What is needed - Recast every line of the entries below as a numbered list, skipping any blank lines and leaving out the pictures.

The records -
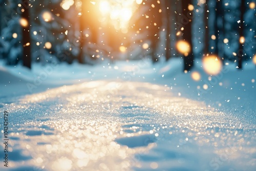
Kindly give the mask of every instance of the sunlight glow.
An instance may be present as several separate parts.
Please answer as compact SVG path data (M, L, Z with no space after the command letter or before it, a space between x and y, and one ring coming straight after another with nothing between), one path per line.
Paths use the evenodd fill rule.
M205 56L203 58L203 68L208 74L217 75L222 69L222 62L217 56Z
M101 13L102 22L114 26L116 30L127 32L129 21L136 10L135 1L101 0L99 1L99 11ZM106 24L106 23L108 23Z
M60 3L60 6L65 10L69 9L71 6L74 5L74 0L63 0Z
M119 47L119 50L121 52L124 53L126 51L126 48L123 46L121 46Z
M111 11L111 6L109 2L106 1L101 1L99 4L99 10L102 14L107 14Z
M179 52L187 56L191 51L189 44L184 40L179 40L176 44L176 48Z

The solution -
1. Kindly give the mask of every instance of the sunlight glow.
2. An instance may be present as several separate parts.
3. Please answer as compact SVG path data (M, L, Z with no space after the command letter or before it, a space between x and y, and one ring coming straight after another with nothing between), one path per line.
4. Paths use the evenodd fill rule.
5. M205 56L203 58L203 68L208 74L217 75L222 69L222 62L217 56Z
6. M101 13L102 22L114 26L116 30L127 32L129 21L136 10L135 1L101 0L99 1L99 11ZM106 24L106 23L108 23Z
7. M60 3L60 6L65 10L69 9L71 6L74 5L74 0L63 0Z
8. M119 47L119 50L121 52L124 53L126 51L126 48L123 46L121 46Z
9. M111 11L111 6L109 2L106 1L101 1L99 4L99 10L102 14L107 14Z
10. M179 52L187 56L191 51L189 44L184 40L179 40L176 44L176 48Z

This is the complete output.